──────── SUPPLIED PASSAGE
# Cat Growling at me



## ZingPow (Mar 20, 2013)

Hello all, Sorry if this has been answered before I was looking in the forums and found a couple things but still need to ask. For the last couple weeks my cat has been very temperamental he has become next to anti social and growls when pick him up. I thought it might be due to the new kitten in the house but he seems to be fine with her, plays with her all the time .. sometimes he will growl at her but usually that's when he has had enough playing and wants to just go lay down. My cat has never growled at me in his whole life. He has never been huge on cuddling or having his belly rubbed but loves scratches behind the ear or being pet down his back. what could be causing him to act this way towards me? He is fed and watered daily always has a clean cat litter box gets treats and has lots of toys to play with as well.


----------



## LDK1 (Oct 1, 2010)

If the kitten is fairly new, it's possible that he hasn't totally adjusted to the new dynamics yet and is a bit tense and not in the mood to be social or picked up - even if it looks like he's playing with the kitten. If that's the case, just give it time and definitely give your older boy plenty of space and wait for him to come to you for attention.

Provide three litter trays spread over a wide area if possible so he doesn't have to share, and feed them in different areas to cut down on any tension on his part. It's important that he feels he's still got his own territory. Some cats adjust in a few weeks, others can take several months.

Is he toileting okay? It may be worth getting him checked over by a vet in case he's feeling some discomfort when being picked up.


----------



## jaycee05 (Sep 24, 2012)

He could be unwell, if he doesnt settle soon i would get him checked by your vet as suggested above


----------



## catcoonz (Aug 4, 2012)

Also my first thoughts that he could be unwell, i would have a vet check just to be sure.


----------



## chillminx (Nov 22, 2010)
────────────────
──────── DATASET EXTRACT
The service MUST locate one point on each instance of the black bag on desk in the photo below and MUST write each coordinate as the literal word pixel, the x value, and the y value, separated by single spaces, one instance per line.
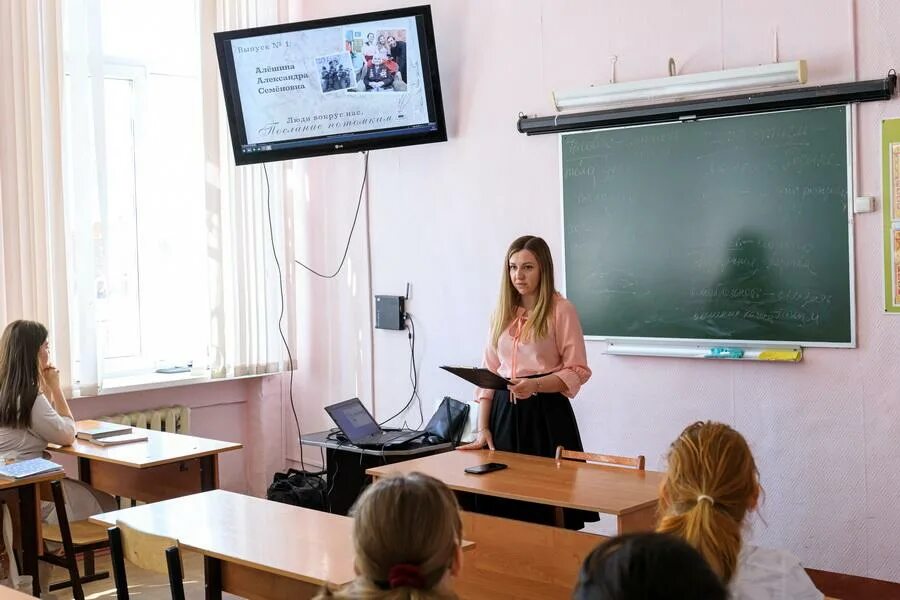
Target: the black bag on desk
pixel 448 422
pixel 300 488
────────────────
• PROBLEM REQUIREMENTS
Please return the part of the cat-growling thread that opens with the words containing "## jaycee05 (Sep" and closes with "(Aug 4, 2012)", copied word for word. You won't need the material for this.

• TASK ANSWER
## jaycee05 (Sep 24, 2012)

He could be unwell, if he doesnt settle soon i would get him checked by your vet as suggested above


----------



## catcoonz (Aug 4, 2012)